▶ WHAT YOU HAVE TO DO:
Copy the data below, changing each "query" to "search term" and leaving every other character unchanged.

▶ LISTED RECORDS:
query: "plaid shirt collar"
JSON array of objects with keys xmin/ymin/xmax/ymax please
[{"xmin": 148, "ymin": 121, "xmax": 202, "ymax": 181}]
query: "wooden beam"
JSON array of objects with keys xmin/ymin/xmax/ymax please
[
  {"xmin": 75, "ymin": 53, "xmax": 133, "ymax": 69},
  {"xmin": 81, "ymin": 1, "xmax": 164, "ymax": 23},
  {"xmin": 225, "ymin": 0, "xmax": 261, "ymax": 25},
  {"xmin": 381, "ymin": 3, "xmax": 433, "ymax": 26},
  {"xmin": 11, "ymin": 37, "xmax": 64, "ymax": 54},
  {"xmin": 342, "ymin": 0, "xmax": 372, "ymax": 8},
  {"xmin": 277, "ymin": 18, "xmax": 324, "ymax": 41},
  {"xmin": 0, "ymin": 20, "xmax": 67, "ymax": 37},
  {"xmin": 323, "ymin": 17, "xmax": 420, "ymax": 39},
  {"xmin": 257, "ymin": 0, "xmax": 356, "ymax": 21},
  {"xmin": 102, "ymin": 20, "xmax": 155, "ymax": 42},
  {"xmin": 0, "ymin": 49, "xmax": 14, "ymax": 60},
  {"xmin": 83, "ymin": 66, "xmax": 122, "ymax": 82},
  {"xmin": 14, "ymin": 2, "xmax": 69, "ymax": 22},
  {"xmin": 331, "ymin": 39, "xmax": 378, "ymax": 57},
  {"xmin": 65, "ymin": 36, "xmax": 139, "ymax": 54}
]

▶ EXERCISE OUTPUT:
search term: "plaid shirt collar"
JSON array of objects with keys xmin/ymin/xmax/ymax please
[{"xmin": 148, "ymin": 121, "xmax": 202, "ymax": 181}]
search term: "wooden beam"
JSON array of objects with keys xmin/ymin/xmax/ymax please
[
  {"xmin": 75, "ymin": 53, "xmax": 133, "ymax": 69},
  {"xmin": 81, "ymin": 1, "xmax": 164, "ymax": 23},
  {"xmin": 225, "ymin": 0, "xmax": 261, "ymax": 25},
  {"xmin": 381, "ymin": 3, "xmax": 433, "ymax": 26},
  {"xmin": 11, "ymin": 37, "xmax": 64, "ymax": 54},
  {"xmin": 342, "ymin": 0, "xmax": 372, "ymax": 8},
  {"xmin": 277, "ymin": 18, "xmax": 324, "ymax": 41},
  {"xmin": 0, "ymin": 20, "xmax": 67, "ymax": 37},
  {"xmin": 323, "ymin": 17, "xmax": 420, "ymax": 39},
  {"xmin": 257, "ymin": 0, "xmax": 356, "ymax": 21},
  {"xmin": 102, "ymin": 20, "xmax": 155, "ymax": 42},
  {"xmin": 0, "ymin": 49, "xmax": 14, "ymax": 60},
  {"xmin": 83, "ymin": 66, "xmax": 122, "ymax": 82},
  {"xmin": 14, "ymin": 2, "xmax": 69, "ymax": 22},
  {"xmin": 331, "ymin": 39, "xmax": 378, "ymax": 57},
  {"xmin": 65, "ymin": 36, "xmax": 139, "ymax": 54}
]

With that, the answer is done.